━━ DATA PROVIDED

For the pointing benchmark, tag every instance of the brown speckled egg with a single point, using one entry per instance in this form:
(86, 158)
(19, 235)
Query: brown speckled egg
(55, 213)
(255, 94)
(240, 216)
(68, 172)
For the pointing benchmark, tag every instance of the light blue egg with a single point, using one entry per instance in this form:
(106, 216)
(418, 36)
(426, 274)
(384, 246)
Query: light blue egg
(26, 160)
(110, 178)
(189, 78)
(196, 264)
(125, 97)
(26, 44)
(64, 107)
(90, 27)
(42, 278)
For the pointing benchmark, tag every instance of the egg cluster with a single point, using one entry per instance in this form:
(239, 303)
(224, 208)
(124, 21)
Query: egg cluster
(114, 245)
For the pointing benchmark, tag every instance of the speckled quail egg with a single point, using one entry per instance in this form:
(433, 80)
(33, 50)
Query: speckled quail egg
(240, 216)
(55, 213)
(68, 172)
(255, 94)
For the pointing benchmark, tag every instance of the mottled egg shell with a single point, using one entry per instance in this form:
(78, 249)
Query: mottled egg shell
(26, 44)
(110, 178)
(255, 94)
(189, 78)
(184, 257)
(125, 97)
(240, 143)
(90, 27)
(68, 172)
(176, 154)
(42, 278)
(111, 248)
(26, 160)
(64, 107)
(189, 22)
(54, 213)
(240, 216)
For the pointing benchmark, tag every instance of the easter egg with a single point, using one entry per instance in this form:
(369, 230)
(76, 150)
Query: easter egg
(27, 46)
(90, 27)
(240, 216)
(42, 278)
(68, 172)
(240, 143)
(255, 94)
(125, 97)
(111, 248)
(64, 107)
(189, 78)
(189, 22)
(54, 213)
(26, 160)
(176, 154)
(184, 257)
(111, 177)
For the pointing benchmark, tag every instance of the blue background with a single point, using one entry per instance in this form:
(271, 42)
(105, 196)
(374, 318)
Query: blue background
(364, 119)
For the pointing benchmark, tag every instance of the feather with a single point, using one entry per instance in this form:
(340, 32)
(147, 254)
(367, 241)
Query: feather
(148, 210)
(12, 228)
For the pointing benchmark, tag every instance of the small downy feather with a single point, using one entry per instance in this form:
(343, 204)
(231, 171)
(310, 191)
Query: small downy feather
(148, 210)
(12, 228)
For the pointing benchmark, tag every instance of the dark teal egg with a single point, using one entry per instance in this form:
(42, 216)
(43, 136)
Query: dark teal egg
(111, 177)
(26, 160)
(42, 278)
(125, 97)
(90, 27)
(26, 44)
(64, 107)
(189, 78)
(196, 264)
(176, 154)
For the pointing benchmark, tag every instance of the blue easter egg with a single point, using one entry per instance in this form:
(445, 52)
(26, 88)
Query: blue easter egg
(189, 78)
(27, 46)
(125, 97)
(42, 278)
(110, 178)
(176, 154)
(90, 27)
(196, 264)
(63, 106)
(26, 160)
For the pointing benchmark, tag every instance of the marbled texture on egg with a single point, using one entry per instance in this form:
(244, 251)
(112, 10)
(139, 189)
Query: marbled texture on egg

━━━━

### WRITTEN INSTRUCTION
Quote everything in the listing from the line containing "For the pointing benchmark, tag every instance of the marbled" down to the end of the listing, character for character and with nothing else.

### RESULT OF THE TASK
For the pointing benchmark, tag every instance of the marbled texture on egg with a single point, using one entry per instance in this form:
(244, 251)
(112, 10)
(139, 189)
Query: marbled texture on egg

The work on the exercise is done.